◆ **SUPPLIED MATERIAL**:
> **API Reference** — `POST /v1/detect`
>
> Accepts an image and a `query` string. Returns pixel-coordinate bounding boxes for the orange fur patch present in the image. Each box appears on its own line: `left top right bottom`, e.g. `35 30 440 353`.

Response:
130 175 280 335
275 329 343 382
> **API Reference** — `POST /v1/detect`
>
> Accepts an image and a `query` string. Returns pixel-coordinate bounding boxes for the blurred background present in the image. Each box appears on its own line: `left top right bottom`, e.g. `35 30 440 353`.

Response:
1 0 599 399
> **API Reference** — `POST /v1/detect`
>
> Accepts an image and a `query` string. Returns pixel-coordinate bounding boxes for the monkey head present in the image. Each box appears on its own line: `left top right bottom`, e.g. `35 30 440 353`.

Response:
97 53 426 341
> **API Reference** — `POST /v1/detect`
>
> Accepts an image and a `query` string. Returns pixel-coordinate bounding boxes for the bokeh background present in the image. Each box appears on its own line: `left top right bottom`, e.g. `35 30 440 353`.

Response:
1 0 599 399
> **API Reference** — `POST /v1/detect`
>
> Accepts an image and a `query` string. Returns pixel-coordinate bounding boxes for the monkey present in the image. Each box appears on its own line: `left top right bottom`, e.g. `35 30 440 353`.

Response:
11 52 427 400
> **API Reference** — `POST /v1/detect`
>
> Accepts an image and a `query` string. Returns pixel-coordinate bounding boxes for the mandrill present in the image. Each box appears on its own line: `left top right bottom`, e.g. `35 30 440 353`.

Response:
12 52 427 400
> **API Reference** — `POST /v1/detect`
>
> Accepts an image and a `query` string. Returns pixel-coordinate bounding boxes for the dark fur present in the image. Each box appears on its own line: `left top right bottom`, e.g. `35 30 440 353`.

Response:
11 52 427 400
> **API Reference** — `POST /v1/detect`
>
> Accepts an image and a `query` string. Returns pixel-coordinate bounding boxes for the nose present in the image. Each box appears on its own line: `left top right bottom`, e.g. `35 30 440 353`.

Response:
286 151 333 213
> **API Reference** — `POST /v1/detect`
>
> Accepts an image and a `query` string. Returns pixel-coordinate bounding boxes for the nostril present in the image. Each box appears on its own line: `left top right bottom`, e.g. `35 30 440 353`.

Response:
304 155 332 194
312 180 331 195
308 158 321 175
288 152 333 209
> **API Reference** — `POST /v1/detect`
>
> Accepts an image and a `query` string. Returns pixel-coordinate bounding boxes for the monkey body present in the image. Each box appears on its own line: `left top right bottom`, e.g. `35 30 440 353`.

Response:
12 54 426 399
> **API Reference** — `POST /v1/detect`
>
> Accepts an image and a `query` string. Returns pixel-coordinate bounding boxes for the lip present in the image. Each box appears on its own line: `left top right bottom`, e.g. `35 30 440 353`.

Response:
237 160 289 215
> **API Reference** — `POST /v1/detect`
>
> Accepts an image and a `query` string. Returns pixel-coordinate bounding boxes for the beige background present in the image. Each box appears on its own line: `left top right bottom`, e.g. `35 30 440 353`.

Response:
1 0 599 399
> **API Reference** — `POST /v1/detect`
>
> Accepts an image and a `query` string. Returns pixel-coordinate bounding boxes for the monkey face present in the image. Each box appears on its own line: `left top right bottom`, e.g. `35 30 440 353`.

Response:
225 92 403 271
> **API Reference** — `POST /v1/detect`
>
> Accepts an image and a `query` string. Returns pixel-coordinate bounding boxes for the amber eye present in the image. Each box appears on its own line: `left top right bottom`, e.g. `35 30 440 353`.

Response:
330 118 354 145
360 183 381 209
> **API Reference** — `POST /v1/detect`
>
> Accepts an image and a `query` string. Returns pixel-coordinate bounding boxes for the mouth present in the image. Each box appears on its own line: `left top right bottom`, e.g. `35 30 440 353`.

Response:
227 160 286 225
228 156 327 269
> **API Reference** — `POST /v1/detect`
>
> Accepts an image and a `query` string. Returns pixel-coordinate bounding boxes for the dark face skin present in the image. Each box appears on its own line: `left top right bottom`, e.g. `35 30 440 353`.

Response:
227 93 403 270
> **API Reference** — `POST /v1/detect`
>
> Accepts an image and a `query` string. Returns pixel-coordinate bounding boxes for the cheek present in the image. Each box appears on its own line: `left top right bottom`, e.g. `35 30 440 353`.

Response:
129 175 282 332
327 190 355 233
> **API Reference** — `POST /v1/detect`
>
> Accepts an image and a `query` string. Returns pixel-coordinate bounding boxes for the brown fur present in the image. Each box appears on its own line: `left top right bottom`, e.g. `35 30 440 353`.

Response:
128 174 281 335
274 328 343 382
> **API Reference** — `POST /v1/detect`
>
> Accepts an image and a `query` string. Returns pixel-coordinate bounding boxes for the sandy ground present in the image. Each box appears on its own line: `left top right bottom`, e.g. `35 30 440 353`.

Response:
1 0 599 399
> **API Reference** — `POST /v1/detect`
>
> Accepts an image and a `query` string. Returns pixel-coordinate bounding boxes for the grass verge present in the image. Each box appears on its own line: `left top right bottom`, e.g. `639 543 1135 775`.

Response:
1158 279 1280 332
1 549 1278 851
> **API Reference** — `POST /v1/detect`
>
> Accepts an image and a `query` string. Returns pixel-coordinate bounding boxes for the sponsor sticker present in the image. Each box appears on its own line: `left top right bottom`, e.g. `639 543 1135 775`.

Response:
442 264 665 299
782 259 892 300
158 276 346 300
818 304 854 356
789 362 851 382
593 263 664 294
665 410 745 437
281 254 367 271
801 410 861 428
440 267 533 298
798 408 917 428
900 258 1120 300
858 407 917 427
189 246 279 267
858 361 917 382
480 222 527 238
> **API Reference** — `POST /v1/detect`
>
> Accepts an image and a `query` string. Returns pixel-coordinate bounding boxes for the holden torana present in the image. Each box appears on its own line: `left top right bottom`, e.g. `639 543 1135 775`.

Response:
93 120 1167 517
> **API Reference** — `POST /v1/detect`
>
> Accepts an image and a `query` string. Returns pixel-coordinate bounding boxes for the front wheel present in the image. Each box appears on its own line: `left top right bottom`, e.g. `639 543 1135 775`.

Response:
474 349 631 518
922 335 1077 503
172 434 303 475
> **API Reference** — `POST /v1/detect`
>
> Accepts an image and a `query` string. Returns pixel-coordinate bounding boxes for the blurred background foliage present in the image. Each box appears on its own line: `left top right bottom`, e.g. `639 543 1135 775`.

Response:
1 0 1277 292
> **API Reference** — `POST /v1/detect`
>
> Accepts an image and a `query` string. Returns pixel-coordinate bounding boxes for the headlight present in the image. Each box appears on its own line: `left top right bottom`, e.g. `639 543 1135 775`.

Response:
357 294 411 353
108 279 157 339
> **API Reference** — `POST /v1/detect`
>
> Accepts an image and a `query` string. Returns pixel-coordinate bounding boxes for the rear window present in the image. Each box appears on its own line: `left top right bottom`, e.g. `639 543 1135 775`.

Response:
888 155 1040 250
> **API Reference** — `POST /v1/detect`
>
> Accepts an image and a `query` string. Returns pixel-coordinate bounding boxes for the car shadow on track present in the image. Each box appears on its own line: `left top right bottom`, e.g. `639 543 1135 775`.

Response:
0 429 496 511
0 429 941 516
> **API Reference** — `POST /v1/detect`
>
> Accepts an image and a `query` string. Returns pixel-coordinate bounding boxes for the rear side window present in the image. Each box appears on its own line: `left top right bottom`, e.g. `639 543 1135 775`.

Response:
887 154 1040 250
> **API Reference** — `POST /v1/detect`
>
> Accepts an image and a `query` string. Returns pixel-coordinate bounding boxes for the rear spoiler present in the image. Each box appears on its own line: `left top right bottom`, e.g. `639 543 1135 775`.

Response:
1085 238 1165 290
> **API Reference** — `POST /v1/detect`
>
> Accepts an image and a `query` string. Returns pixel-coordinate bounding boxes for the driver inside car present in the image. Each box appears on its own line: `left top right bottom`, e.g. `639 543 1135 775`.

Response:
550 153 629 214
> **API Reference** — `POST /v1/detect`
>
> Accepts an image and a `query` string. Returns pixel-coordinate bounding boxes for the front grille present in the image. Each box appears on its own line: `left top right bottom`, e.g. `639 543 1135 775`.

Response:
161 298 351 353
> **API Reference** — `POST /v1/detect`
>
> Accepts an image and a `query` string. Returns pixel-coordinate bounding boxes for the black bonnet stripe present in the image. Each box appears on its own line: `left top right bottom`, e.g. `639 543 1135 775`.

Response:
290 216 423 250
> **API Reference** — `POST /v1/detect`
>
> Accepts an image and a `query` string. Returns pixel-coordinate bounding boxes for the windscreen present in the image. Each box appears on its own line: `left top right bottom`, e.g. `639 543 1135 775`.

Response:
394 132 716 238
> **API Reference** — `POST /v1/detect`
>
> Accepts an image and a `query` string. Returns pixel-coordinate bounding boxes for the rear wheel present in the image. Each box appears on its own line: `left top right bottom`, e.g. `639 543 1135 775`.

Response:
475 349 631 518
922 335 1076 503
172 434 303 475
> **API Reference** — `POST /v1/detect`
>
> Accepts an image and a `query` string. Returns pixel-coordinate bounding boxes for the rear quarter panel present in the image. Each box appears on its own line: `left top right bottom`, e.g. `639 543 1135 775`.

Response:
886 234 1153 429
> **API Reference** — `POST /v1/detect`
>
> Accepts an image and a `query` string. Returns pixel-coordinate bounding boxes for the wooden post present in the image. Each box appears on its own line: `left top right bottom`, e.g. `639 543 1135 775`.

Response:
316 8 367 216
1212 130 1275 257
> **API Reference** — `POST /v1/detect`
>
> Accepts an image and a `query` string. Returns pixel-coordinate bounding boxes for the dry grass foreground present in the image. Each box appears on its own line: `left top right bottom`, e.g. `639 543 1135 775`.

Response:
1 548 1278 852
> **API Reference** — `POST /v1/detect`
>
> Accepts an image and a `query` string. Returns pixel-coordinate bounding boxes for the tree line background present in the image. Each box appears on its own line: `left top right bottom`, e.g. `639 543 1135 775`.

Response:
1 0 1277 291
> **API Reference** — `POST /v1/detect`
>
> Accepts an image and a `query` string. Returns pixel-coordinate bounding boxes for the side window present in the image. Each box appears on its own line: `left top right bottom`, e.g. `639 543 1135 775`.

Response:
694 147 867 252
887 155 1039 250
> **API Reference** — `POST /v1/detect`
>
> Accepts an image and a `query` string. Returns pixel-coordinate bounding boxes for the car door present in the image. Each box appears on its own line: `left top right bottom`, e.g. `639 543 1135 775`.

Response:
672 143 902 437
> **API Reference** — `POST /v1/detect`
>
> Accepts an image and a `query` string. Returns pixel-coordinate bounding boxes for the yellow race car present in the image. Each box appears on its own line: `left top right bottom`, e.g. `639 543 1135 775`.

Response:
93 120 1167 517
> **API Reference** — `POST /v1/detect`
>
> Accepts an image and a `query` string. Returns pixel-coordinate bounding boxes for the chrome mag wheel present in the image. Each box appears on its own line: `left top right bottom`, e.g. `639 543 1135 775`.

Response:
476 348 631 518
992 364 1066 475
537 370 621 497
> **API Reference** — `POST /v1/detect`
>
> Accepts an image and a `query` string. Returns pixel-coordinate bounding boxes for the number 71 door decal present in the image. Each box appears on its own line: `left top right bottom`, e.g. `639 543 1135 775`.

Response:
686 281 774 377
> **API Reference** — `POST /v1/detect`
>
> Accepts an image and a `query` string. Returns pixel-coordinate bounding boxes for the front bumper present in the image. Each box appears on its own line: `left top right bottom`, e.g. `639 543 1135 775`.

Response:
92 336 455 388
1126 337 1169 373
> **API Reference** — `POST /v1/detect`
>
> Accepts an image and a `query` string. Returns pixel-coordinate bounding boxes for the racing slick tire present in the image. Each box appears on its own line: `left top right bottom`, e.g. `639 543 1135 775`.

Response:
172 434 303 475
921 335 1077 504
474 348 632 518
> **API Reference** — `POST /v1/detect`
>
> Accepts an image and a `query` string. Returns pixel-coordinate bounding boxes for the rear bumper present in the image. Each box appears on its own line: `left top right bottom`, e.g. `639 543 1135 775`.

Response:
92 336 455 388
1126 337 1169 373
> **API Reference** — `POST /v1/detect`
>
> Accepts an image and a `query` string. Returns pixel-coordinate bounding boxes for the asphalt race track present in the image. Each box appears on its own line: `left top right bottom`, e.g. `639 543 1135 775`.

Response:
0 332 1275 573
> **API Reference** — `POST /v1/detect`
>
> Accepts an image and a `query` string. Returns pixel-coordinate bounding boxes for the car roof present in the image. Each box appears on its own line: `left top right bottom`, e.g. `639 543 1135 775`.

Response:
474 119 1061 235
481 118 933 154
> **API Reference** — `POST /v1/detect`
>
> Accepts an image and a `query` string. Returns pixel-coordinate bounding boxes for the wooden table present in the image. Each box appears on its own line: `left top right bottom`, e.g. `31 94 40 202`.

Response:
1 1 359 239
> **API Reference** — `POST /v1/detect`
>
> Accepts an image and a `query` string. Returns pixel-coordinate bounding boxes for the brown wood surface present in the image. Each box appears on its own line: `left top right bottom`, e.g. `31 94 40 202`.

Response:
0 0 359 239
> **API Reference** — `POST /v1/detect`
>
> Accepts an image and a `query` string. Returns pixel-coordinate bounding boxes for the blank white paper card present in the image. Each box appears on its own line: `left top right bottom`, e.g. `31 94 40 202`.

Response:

◆ **WORK TO BE COMPLETED**:
Each line above that has the word "brown" should be copied.

◆ **REPLY**:
> Accepts an image and a `query` string. Returns pixel-coordinate bounding boxes for the brown fur present in the image. Each box appears on its own line: `left top right bottom`, e.g. `35 30 440 353`.
> Accepts an image and a `query` string. Returns pixel-coordinate bounding boxes for the brown wood surface present in the image. Each box appears on its own line: `left top right bottom`, e.g. `31 94 40 202`.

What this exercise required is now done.